TASK INSTRUCTIONS
Please list everyone the article on school support says a student study team consists of.

SELECTED EXTRACT

How to get extra support from your school

After-school tutoring and conflict resolution are just two of the many ways schools can address the diverse needs of students.

By GreatSchools Staff

It's no secret that a typical U.S. school does a great deal more than teach reading, writing and arithmetic. In order to create an environment conducive to teaching and learning, most schools provide a variety of support services to students including individualized tutoring, decision-making guidance and assistance for those with personal problems that hinder success in school.

What academic support do schools offer?

Some schools offer tutoring and homework clubs before school, after school or during lunch. Many schools target specific groups of students who are at risk of falling behind or dropping out. The federal No Child Left Behind Act requires schools that do not make adequate annual progress for three years to provide supplemental services, including tutoring, to students at the school. Peer tutoring is another approach and can benefit both the student tutor and the student who needs extra academic support.

If a child is having serious difficulty in school, academically or socially, and needs special attention or an alternative approach to learning, schools are required at minimum by federal law to convene a student study team. This team consists of all the adults who work regularly with the child and know him well: parents, teachers, an administrator and any other relevant school staff. The team, with the student, devises a plan to address any obstacles to learning and to foster greater academic success. Convening a student study team is often the first step in deciding whether or not a student should receive further testing to determine eligibility for special education services.

What nonacademic services do schools provide?

In the area of healthcare, funding for school nurses has decreased over time to the point that many school districts no longer employ nurses, or they assign them to work in several schools rather than one. Some schools have found alternative ways to provide health education and services to students, usually through collaborations with local agencies and sometimes with the help of grants or programs. With the proper resources, schools can offer hearing and vision screening to detect such problems as hearing loss and myopia and assist students with chronic diseases like asthma or diabetes.

(Dataset entries)
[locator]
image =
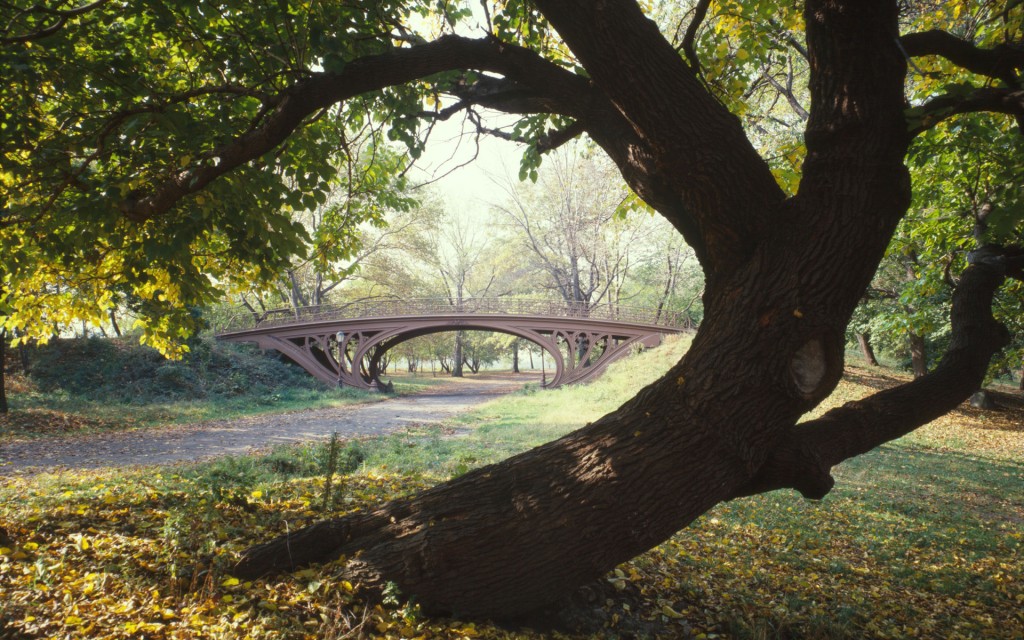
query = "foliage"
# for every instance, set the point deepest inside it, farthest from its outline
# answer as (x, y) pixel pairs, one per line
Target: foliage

EXPECTED ANSWER
Parents, teachers, an administrator, and any other relevant school staff.